* _課題_: 以下の記録を、空行を除き、1行につき1つの文字列とするJSONのリストとして示しなさい。

* _保存記録_:
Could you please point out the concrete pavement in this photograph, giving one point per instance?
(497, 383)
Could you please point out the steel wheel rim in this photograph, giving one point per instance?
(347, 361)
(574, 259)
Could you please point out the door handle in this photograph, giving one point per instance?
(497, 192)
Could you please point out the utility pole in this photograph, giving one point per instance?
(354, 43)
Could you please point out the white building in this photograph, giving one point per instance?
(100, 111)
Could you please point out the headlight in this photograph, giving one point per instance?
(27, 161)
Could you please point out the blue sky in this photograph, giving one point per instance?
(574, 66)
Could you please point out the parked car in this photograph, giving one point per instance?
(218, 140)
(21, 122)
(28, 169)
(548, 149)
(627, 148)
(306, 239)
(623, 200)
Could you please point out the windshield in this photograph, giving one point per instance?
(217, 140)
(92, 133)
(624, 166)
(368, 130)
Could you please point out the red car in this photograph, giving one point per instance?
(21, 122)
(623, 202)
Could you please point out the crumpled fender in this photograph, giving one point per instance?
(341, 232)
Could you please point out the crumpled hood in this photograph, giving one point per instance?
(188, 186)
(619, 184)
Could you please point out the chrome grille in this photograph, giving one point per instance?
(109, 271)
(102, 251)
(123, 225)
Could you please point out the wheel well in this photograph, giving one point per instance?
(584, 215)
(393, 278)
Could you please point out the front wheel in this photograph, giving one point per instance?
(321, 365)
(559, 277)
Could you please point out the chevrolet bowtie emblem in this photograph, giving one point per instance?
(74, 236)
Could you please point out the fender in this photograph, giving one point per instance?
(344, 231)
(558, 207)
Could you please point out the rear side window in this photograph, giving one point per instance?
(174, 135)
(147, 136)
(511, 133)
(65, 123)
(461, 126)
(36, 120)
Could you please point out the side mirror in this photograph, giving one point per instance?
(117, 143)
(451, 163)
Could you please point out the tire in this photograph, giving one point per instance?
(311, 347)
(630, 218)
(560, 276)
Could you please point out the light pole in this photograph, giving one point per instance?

* _解答_:
[
  "Could you please point out the concrete pavement in this photograph, giving one point per instance?",
  "(497, 383)",
  "Could you please point out the steel wheel rim in this photograph, giving one point per instance?",
  "(347, 361)",
  "(574, 259)",
  "Could you please point out the door handle in this photograph, giving one point per instance?",
  "(497, 192)",
  "Could you please point out the utility pole in this photograph, giving one point per instance?",
  "(354, 43)",
  "Could you please point out the white building in this photograph, giving one point per instance?",
  "(100, 111)",
  "Could you please point out the headlight in this photograph, giving one point per instance?",
  "(27, 161)",
  "Could you please point out the blue sky in this photograph, giving one point per instance?",
  "(574, 66)",
  "Could you please point out the parked car in this photograph, giving one point per instance?",
  "(218, 140)",
  "(21, 122)",
  "(28, 169)",
  "(548, 149)",
  "(627, 148)",
  "(306, 239)",
  "(623, 200)",
  "Could you please point out the windshield in this photograph, giving one point per instance?",
  "(217, 140)",
  "(92, 133)",
  "(624, 166)",
  "(368, 130)",
  "Could you please point out the red car in this photograph, giving one point per instance?",
  "(21, 122)",
  "(623, 202)",
  "Could you please point out the crumpled fender in this photograph, giving one point per instance?",
  "(341, 232)",
  "Could you please point out the crumpled hood in this photograph, giving one point per instance?",
  "(188, 186)",
  "(619, 184)",
  "Could you please point out the chrome grille in this photograph, giving one point per instance?",
  "(109, 271)",
  "(102, 251)",
  "(123, 225)",
  "Could you please point out the wheel well in this photograph, giving one point per instance?",
  "(584, 215)",
  "(393, 278)",
  "Could you please point out the front wheel in this photograph, giving one point per instance?",
  "(321, 365)",
  "(559, 277)",
  "Could you please point out the chevrolet bowtie emblem in this photograph, giving one point per instance?",
  "(74, 236)",
  "Could you please point out the fender in this photograph, giving one point per instance?",
  "(344, 231)",
  "(558, 207)",
  "Could you please point out the rear side window in this photograph, giving one point per instance?",
  "(174, 135)",
  "(147, 136)",
  "(511, 133)",
  "(65, 123)",
  "(461, 126)",
  "(36, 120)",
  "Could you please point out the side mirror in this photograph, giving one point per instance?",
  "(117, 143)",
  "(451, 163)",
  "Could you please point out the tire in this photograph, giving one point per instance?",
  "(311, 347)",
  "(630, 218)",
  "(560, 276)",
  "Could you please point out the light pole in this photograph, giving one point per instance?"
]